» Extracted text
##############################

|Thousands gathered in the streets of Sanaa on Friday to protest against the president's rule [Reuters]
Protesters calling for an end to the rule of Yemeni President Ali Abdullah have gathered in their masses in Sanaa and other cities in the country.
An correspondent from the AFP news agency said the demonstrators in the capital were protected by dissident army forces loyal to General Ali Mohsen al Ahmar, who pledged support for the protesters in March.
"The Yemeni people have decided they will not stop until they are free," chanted the protesters gathered in Sitten Road on Friday. "Free people go on with this revolt, it is for good."
The soldiers paraded in Sitten road before the weekly Muslim prayers began, declaring themselves as Yemen's 'victory brigades', said AFP.
Witnesses said pro-Saleh demonstrators gathered in Sanaa's Sabiine Square calling for the return of the veteran leader, who is currently recovering in Saudi Arabia from bomb blast wounds suffered in a June attack on his palace.

##############################

» The problem
Extract the part of the text on the Yemen protests starting at "An correspondent from" and ending at "protesters in March.". The lines here have nothing to do with this.

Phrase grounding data
##############################

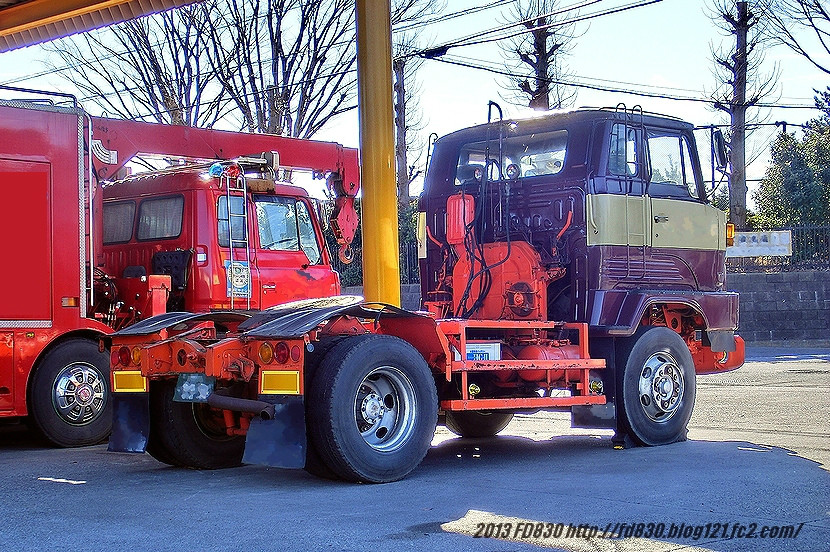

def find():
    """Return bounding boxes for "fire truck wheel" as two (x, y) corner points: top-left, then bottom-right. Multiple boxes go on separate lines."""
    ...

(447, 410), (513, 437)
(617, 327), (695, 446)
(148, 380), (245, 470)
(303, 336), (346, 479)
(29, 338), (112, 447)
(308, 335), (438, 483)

##############################

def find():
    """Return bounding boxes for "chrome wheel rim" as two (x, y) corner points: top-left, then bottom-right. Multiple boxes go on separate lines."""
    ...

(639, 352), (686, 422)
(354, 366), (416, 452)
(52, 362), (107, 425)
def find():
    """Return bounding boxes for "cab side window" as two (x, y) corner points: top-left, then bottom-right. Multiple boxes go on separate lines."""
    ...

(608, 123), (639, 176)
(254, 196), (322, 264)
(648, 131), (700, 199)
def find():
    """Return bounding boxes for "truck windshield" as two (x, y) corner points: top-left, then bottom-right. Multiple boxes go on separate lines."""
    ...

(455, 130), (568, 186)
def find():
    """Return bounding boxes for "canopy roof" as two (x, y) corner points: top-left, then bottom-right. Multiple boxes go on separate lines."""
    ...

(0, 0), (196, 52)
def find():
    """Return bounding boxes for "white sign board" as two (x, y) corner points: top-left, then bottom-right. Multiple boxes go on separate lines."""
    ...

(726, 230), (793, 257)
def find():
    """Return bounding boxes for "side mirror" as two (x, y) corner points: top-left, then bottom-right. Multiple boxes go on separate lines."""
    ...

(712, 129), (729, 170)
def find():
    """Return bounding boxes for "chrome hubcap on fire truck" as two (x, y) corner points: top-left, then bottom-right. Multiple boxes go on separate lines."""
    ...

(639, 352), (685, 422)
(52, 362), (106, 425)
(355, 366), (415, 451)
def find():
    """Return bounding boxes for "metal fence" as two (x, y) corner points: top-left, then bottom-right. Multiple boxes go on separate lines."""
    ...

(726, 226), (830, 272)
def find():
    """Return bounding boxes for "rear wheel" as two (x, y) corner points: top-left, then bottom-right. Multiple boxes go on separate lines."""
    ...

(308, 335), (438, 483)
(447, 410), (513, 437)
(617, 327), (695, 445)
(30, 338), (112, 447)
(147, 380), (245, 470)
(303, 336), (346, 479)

##############################

» Task result
An correspondent from the AFP news agency said the demonstrators in the capital were protected by dissident army forces loyal to General Ali Mohsen al Ahmar, who pledged support for the protesters in March.